━━━ TEXT EXTRACT ━━━

# Educational consultants in Dubai?



## novicegenius (Oct 25, 2012)

Hi,
This is Avini and I live in Bur Dubai. I am interested in pursuing my Masters abroad, preferably in USA. I would like to know who are the best educational consultants in Dubai? Appreciate your help soon as I wish to apply for the Fall'13 course.


----------



## Midlifer (Jul 24, 2012)

Do you know where you want to attend? Frankly, you shouldn't need a consultant. Look at the school's website, find the portion for international students and follow instructions. Your biggest struggle is going to be your undergrad degree. Did you go to an accredited university?


----------



## novicegenius (Oct 25, 2012)

Hi,
Thanks for your reply. Actually the thing is I am tied up with work and dont have time to research and fill out applications. Thats why I wanted to go to an Edu consultant.. and wanted ur opinion on the best one in Dubai?


----------



## Midlifer (Jul 24, 2012)

Sorry, I can't help you on that end. Keep in mind, US universities can spot those applications very quickly and don't think highly of them. Just an American perspective.


----------



## novicegenius (Oct 25, 2012)

Okie, Leme c wat I can do. Thanks for ur help


----------



## imac (Oct 14, 2012)

Midlifer said:


> Sorry, I can't help you on that end. Keep in mind, US universities can spot those applications very quickly and don't think highly of them. Just an American perspective.

━━━

- STATED GOAL A: Write out the location identification entries word for word, starting with the line that reads "Target = shallow water" and continuing through the final line of the entries.
The forum thread has no connection to the location identification entries.

━━━ TASK MATERIAL ━━━

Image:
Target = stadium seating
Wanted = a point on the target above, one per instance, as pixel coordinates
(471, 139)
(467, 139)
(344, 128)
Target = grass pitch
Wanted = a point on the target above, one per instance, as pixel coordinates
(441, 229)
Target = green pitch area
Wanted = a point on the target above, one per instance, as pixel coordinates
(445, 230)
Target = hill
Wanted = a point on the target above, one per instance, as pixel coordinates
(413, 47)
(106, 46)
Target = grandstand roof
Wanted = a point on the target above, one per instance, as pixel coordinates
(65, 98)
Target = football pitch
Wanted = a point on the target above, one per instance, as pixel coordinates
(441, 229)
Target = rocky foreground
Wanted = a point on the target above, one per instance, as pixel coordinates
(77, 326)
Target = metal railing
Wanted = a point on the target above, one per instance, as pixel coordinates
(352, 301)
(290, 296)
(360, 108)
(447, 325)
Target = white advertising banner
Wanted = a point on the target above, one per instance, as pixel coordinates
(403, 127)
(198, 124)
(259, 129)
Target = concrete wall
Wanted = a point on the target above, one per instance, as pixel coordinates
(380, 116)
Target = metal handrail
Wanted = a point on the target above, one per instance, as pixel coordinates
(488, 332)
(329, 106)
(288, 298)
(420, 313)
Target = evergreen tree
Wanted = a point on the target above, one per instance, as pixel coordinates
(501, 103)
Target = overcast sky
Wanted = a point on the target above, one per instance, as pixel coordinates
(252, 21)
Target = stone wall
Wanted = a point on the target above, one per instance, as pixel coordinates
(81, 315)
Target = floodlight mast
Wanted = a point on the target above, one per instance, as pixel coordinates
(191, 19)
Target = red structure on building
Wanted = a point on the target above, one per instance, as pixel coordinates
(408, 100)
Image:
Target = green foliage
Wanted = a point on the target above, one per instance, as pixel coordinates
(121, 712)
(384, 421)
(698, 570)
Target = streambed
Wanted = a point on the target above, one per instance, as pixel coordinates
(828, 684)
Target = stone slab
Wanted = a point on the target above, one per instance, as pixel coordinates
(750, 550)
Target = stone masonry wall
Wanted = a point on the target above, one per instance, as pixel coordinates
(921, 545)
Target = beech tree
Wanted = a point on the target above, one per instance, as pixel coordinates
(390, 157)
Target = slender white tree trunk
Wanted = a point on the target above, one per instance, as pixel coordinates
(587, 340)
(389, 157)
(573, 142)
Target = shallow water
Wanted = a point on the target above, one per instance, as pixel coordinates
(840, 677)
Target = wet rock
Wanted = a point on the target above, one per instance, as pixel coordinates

━━━

- STATED GOAL B: Extract the forum thread about educational consultants in Dubai and reproduce all of it without any changes.

- WORKED ANSWER A:
Target = shallow water
Wanted = a point on the target above, one per instance, as pixel coordinates
(840, 677)
Target = wet rock
Wanted = a point on the target above, one per instance, as pixel coordinates

- WORKED ANSWER B:
# Educational consultants in Dubai?



## novicegenius (Oct 25, 2012)

Hi,
This is Avini and I live in Bur Dubai. I am interested in pursuing my Masters abroad, preferably in USA. I would like to know who are the best educational consultants in Dubai? Appreciate your help soon as I wish to apply for the Fall'13 course.


----------



## Midlifer (Jul 24, 2012)

Do you know where you want to attend? Frankly, you shouldn't need a consultant. Look at the school's website, find the portion for international students and follow instructions. Your biggest struggle is going to be your undergrad degree. Did you go to an accredited university?


----------



## novicegenius (Oct 25, 2012)

Hi,
Thanks for your reply. Actually the thing is I am tied up with work and dont have time to research and fill out applications. Thats why I wanted to go to an Edu consultant.. and wanted ur opinion on the best one in Dubai?


----------



## Midlifer (Jul 24, 2012)

Sorry, I can't help you on that end. Keep in mind, US universities can spot those applications very quickly and don't think highly of them. Just an American perspective.


----------



## novicegenius (Oct 25, 2012)

Okie, Leme c wat I can do. Thanks for ur help


----------



## imac (Oct 14, 2012)

Midlifer said:


> Sorry, I can't help you on that end. Keep in mind, US universities can spot those applications very quickly and don't think highly of them. Just an American perspective.